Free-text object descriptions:

────

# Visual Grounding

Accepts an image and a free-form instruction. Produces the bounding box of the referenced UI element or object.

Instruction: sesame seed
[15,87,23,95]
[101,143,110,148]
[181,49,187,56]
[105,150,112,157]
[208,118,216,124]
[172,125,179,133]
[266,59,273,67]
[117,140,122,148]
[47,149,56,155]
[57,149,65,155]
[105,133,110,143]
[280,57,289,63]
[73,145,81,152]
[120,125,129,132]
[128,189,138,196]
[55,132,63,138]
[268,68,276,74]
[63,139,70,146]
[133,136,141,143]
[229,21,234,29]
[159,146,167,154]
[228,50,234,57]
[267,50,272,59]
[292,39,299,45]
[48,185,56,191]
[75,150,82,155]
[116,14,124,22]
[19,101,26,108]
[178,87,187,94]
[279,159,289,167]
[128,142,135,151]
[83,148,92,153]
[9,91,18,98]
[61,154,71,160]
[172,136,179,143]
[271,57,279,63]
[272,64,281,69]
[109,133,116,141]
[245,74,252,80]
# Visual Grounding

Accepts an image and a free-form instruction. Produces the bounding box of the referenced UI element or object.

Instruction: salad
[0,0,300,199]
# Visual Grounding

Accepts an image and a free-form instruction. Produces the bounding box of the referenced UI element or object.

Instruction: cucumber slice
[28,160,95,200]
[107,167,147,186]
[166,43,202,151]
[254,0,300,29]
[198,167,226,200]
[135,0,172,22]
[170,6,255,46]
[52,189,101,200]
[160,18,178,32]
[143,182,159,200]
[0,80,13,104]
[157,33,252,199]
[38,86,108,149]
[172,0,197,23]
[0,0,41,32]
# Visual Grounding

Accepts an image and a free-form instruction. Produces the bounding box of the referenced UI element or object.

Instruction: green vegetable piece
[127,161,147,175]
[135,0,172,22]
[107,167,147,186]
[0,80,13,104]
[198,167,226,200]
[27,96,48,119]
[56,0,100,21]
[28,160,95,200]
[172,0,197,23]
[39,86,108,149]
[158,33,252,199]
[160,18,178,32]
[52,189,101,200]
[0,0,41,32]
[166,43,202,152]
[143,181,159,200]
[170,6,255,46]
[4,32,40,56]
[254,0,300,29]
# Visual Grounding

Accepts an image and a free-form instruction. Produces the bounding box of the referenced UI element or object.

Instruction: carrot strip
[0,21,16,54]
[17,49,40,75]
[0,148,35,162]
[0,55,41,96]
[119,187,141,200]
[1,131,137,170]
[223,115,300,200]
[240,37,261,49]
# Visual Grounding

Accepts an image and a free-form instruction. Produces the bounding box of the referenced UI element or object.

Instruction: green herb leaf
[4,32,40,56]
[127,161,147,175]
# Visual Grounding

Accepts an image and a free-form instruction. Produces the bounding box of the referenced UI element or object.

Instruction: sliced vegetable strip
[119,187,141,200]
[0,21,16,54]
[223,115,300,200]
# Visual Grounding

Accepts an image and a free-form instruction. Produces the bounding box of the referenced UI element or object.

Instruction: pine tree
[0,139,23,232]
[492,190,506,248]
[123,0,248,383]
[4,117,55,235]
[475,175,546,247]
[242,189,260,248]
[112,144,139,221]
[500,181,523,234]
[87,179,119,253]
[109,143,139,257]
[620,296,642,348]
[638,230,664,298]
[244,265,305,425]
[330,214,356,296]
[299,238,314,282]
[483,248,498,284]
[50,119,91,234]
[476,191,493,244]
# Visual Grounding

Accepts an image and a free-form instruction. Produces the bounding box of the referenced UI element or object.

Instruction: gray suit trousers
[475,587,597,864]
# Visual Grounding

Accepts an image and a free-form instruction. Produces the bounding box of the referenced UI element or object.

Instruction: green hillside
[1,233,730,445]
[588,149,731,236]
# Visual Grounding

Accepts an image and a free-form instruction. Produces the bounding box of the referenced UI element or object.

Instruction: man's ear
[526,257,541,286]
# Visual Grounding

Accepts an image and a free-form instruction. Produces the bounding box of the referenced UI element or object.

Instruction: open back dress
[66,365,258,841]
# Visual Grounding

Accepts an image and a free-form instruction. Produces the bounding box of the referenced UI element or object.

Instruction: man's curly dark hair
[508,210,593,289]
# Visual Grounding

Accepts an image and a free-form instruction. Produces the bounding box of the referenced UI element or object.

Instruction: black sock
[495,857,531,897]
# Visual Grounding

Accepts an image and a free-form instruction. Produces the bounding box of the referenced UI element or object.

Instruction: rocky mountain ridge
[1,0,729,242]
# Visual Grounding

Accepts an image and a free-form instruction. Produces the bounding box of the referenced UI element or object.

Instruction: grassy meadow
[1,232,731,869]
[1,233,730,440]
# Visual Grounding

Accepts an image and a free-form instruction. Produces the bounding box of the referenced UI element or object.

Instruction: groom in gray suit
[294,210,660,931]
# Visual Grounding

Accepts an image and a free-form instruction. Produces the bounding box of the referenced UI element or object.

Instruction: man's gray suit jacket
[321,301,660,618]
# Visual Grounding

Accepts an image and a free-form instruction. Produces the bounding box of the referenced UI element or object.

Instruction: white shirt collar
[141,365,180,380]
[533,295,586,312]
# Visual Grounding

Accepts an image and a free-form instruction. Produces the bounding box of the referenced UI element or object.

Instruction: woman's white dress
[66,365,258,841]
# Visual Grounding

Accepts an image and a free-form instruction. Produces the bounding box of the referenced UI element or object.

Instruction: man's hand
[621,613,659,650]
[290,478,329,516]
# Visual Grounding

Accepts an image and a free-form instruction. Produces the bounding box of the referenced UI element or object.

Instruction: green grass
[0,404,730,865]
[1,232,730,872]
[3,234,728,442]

────

→ WORK ITEM: Output an exact copy of the lines beginning at the one that holds "Instruction: woman's white dress" and running through the final line of the records.

→ EXERCISE ANSWER:
Instruction: woman's white dress
[66,365,258,841]
# Visual Grounding

Accepts an image and a free-form instruction. Produces the bounding box of the referenced UI element or object.

Instruction: man's hand
[621,613,659,650]
[290,478,329,516]
# Visual Grounding

Accepts an image and a free-form instruction. Produces the bounding box of the referenced UI element or object.

Instruction: green grass
[0,404,730,865]
[1,232,730,872]
[3,234,728,442]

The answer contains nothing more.